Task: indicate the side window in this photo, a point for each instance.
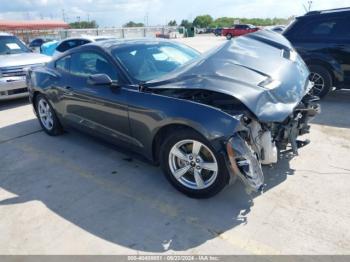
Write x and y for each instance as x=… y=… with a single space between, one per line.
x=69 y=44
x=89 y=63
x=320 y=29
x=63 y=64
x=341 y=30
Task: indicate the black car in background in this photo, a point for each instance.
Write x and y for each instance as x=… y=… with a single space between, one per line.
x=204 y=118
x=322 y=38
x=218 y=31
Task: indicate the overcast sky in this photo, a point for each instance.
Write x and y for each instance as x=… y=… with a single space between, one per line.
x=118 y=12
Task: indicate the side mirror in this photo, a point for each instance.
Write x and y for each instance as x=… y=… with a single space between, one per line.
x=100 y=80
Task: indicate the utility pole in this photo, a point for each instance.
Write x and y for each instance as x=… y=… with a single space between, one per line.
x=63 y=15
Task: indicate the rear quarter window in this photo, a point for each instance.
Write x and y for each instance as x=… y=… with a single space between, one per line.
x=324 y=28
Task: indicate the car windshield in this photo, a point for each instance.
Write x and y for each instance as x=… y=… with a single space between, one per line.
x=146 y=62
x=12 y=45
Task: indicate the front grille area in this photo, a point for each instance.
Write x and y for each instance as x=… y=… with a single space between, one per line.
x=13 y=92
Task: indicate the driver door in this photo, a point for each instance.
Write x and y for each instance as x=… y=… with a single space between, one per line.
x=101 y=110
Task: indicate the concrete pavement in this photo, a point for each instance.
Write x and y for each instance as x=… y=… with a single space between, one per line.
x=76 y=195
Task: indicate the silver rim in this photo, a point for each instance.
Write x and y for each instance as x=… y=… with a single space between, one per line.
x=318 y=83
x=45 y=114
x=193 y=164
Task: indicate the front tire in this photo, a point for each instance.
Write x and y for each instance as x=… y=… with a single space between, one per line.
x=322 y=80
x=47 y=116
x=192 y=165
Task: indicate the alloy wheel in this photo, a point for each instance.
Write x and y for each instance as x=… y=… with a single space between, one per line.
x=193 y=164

...

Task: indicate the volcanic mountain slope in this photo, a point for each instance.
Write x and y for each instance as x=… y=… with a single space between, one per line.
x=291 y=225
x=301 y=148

• [Instruction]:
Could you repeat the rows word for word, from the line containing "Task: indicate the side window" through the line containing "x=101 y=110", both included, with the pictures left out?

• [Result of the task]:
Task: indicate the side window in this photo, a point for each instance.
Write x and y for each instance as x=… y=… with a single space between, one per line.
x=69 y=44
x=89 y=63
x=320 y=29
x=63 y=64
x=341 y=30
Task: indicate the black car in background in this photo, a point for each instance.
Write x and y for each instance as x=… y=… with a single space between, one per line.
x=204 y=118
x=322 y=38
x=218 y=31
Task: indicate the overcast sky in this photo, a point for each instance.
Write x and y for each instance as x=… y=… with a single space between, one per line.
x=118 y=12
Task: indicate the side mirror in this photo, a point for each instance.
Write x and y for each instance as x=… y=… with a single space between, one per line.
x=100 y=80
Task: indicate the utility pole in this photo, a point for each instance.
Write x and y for each instance as x=… y=… with a single space between, one per line.
x=63 y=15
Task: indicate the rear quarter window in this photo, a point for each instance.
Write x and y for each instance as x=… y=… with a single space between, one per line.
x=324 y=28
Task: indicate the car windshield in this photo, a point for each instance.
Write x and y for each instance as x=… y=… with a single space between, one per line.
x=146 y=62
x=12 y=45
Task: indicate the front grille area in this photo, a point for each instance.
Write x and y for each instance as x=… y=… with a single space between, one per line.
x=13 y=92
Task: indicate the driver door in this photo, a point for each instance.
Write x and y for each instance as x=… y=… with a single space between, one per line.
x=101 y=110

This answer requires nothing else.